**ASSIGNMENT:** Look through the data below for the string "white", and copy every line where it turns up.

**EXTRACTED ENTRIES:**
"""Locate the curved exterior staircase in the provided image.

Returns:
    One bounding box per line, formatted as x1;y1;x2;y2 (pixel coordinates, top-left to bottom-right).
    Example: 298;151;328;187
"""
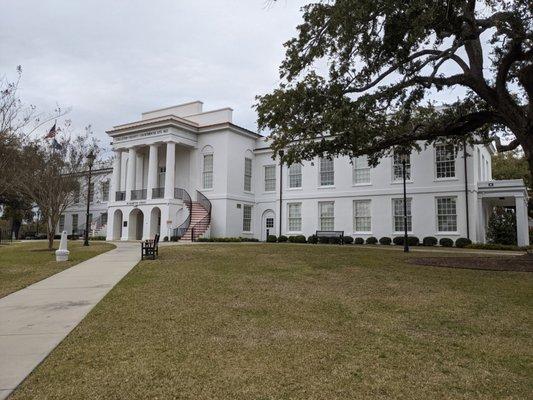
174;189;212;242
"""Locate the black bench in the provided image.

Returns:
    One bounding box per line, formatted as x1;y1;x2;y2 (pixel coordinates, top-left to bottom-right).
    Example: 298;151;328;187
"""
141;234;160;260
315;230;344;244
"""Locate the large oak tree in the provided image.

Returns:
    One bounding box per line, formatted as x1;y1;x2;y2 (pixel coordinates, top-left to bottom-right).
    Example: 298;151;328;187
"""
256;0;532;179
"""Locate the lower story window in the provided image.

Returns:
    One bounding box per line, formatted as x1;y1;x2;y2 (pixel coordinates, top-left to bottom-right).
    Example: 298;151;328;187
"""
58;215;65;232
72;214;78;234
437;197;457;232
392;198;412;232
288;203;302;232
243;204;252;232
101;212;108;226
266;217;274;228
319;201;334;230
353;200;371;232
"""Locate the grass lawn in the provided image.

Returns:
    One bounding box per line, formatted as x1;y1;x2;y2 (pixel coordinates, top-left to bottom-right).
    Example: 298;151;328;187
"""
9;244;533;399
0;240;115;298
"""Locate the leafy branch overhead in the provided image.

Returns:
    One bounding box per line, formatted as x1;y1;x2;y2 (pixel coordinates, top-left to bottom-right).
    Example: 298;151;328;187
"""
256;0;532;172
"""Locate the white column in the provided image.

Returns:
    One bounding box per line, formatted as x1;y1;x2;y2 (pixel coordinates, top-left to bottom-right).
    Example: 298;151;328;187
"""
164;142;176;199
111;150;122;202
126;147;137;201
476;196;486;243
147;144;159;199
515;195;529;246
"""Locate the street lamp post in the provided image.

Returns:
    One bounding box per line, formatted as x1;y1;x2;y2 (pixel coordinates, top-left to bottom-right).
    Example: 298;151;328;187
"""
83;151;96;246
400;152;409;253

* * *

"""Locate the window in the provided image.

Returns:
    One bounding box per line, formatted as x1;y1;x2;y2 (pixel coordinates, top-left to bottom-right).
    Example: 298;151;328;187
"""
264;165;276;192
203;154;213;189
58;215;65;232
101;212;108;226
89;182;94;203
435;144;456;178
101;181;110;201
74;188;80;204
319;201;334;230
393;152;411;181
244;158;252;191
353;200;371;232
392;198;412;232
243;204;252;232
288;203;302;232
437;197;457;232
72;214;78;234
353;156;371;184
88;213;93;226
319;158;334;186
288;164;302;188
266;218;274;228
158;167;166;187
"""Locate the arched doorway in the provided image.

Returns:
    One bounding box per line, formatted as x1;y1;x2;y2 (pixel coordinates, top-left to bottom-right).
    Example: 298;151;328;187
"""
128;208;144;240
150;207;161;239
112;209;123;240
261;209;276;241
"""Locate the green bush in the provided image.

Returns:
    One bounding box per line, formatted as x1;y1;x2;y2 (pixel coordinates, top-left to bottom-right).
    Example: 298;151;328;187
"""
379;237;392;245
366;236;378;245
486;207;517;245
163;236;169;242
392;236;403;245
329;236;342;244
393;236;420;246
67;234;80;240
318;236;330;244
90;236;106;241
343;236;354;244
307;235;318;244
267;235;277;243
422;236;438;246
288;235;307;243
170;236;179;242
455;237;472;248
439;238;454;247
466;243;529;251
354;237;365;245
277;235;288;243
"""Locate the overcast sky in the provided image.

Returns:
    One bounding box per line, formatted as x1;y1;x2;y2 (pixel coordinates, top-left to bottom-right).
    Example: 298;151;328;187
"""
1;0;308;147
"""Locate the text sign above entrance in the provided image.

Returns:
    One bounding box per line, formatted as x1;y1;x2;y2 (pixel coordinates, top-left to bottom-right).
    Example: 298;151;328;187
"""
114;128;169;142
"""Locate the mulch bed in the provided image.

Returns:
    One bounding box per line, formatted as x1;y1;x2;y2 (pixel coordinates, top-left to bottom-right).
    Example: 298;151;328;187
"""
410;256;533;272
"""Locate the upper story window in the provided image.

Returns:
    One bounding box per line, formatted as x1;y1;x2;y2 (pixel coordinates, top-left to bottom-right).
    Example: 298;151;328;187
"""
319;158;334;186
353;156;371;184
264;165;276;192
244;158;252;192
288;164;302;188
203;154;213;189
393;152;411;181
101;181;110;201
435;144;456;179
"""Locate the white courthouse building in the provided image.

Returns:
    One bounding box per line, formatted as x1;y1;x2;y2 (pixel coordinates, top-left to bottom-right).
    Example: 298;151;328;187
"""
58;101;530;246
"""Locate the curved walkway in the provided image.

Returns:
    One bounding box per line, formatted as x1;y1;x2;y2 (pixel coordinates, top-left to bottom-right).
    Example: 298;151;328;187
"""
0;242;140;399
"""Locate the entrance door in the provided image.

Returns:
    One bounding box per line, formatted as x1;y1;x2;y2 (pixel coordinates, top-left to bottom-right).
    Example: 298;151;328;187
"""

---

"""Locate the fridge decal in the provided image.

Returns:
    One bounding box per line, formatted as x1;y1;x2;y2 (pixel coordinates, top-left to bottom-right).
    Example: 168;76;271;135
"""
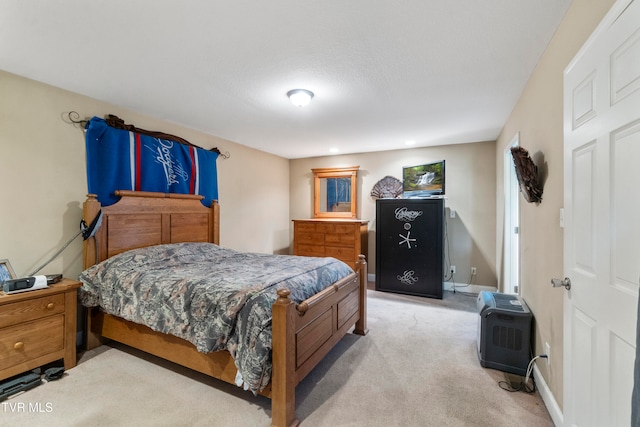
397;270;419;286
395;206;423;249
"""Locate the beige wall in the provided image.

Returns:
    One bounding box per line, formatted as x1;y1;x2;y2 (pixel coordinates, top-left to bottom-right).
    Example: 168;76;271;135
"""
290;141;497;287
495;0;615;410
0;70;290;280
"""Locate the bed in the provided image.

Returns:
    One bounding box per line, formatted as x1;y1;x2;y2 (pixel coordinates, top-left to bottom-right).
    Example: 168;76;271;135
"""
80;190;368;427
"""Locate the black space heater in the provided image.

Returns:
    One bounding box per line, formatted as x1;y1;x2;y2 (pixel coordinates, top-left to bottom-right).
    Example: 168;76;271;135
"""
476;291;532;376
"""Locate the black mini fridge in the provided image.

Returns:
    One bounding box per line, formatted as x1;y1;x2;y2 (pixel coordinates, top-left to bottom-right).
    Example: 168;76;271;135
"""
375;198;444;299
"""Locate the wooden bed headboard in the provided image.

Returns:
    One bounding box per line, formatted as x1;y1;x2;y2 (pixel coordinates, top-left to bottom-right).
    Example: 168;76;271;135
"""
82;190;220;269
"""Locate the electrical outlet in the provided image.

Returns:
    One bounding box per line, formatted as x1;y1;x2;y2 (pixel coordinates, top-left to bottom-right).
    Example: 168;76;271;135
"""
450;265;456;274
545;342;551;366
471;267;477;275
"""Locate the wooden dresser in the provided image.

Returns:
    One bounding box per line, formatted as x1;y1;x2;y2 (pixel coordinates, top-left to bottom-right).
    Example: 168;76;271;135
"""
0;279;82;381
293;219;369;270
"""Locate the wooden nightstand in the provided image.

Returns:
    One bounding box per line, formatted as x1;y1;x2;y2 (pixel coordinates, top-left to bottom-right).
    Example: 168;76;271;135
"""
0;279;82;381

**TASK RESULT:**
"""Locate the white column in the provided image.
"""Locate the white courthouse building in the provided image.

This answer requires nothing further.